● **Selected excerpt**:
________

OpenAI is making a more detailed case for federal support around the infrastructure it says is needed to build and run large-scale AI systems in the US.
In a recent letter from chief global affairs officer Chris Lehane to Michael Kratsios, the White House’s director of science and technology policy, the company urged the government to consider widening an existing Chips Act tax credit so it reaches more parts of the AI infrastructure stack.
What OpenAI Asked For
The central request concerns the Advanced Manufacturing Investment Credit, known as AMIC. The source describes AMIC as a 35% tax credit included in the Biden administration’s Chips Act.
OpenAI argued that the credit should not be limited to semiconductor fabrication. Its letter said the government should consider expanding the credit to include electrical grid components, AI servers, and AI data centers.
That framing matters because AI data centers are not just buildings with computers inside. Based on the company’s request, OpenAI is treating data center construction, power infrastructure, servers, and semiconductor capacity as connected pieces of the same buildout.
Lehane wrote that expanding AMIC coverage would “lower the effective cost of capital, de-risk early investment, and unlock private capital to help alleviate bottlenecks and accelerate the AI build in the US.”
Permits, Reviews, and Raw Materials
The tax credit was not the only item in OpenAI’s letter. The company also called for the government to accelerate permitting and environmental review for these projects.
That request points to a practical bottleneck: even when private capital is available, major infrastructure projects can be slowed by approval processes. OpenAI’s position, as described in the source, is that faster review would help speed the construction of AI infrastructure.
The company also asked for a strategic reserve of raw materials needed to build AI infrastructure. The materials named in the source include copper, aluminum, and processed rare earth minerals.
Taken together, the requests show a broad view of what AI expansion requires. OpenAI is not only discussing models or chips. It is also asking policymakers to think about power equipment, servers, data centers, materials, and review processes as part of the same national infrastructure question.
Why the Letter Drew Fresh Attention
OpenAI first published the letter on October 27. According to the source, it did not receive much press attention until later, when comments from company executives triggered a wider discussion about what OpenAI wants from the Trump administration.
At a Wall Street Journal event on Wednesday, CFO Sarah Friar said the government should “backstop” OpenAI’s infrastructure loans. She later posted on LinkedIn that she misspoke.

________

● **Source data**:
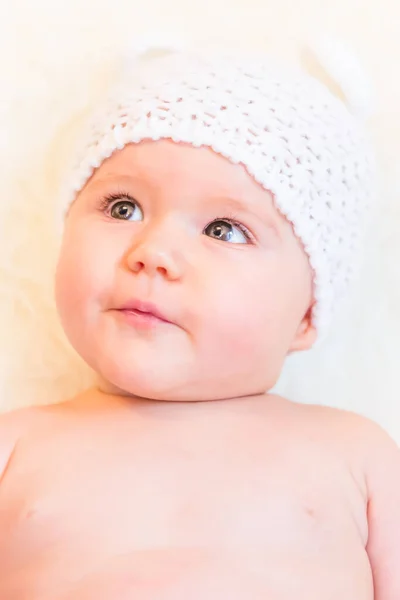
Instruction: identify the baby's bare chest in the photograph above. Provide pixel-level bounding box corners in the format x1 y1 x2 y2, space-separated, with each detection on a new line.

________

● **Work request 1**: Reproduce word for word the passage of the article about OpenAI's infrastructure letter that begins at the words "OpenAI is making" and stops after "AI data centers.".
● **Work request 2**: Which raw materials does the article about OpenAI's infrastructure letter name for a strategic reserve? List each one.
● **Work request 3**:
Answer these from the article about OpenAI's infrastructure letter:
(a) What percentage tax credit is AMIC?
(b) On what date did OpenAI first publish the letter?
(c) On what platform did Sarah Friar post that she misspoke?
The lines that come after the article about OpenAI's infrastructure letter have no connection to it.

● **Answer box 1**:
OpenAI is making a more detailed case for federal support around the infrastructure it says is needed to build and run large-scale AI systems in the US.
In a recent letter from chief global affairs officer Chris Lehane to Michael Kratsios, the White House’s director of science and technology policy, the company urged the government to consider widening an existing Chips Act tax credit so it reaches more parts of the AI infrastructure stack.
What OpenAI Asked For
The central request concerns the Advanced Manufacturing Investment Credit, known as AMIC. The source describes AMIC as a 35% tax credit included in the Biden administration’s Chips Act.
OpenAI argued that the credit should not be limited to semiconductor fabrication. Its letter said the government should consider expanding the credit to include electrical grid components, AI servers, and AI data centers.

● **Answer box 2**:
- Copper
- Aluminum
- Processed rare earth minerals

● **Answer box 3**:
(a) 35%
(b) October 27
(c) LinkedIn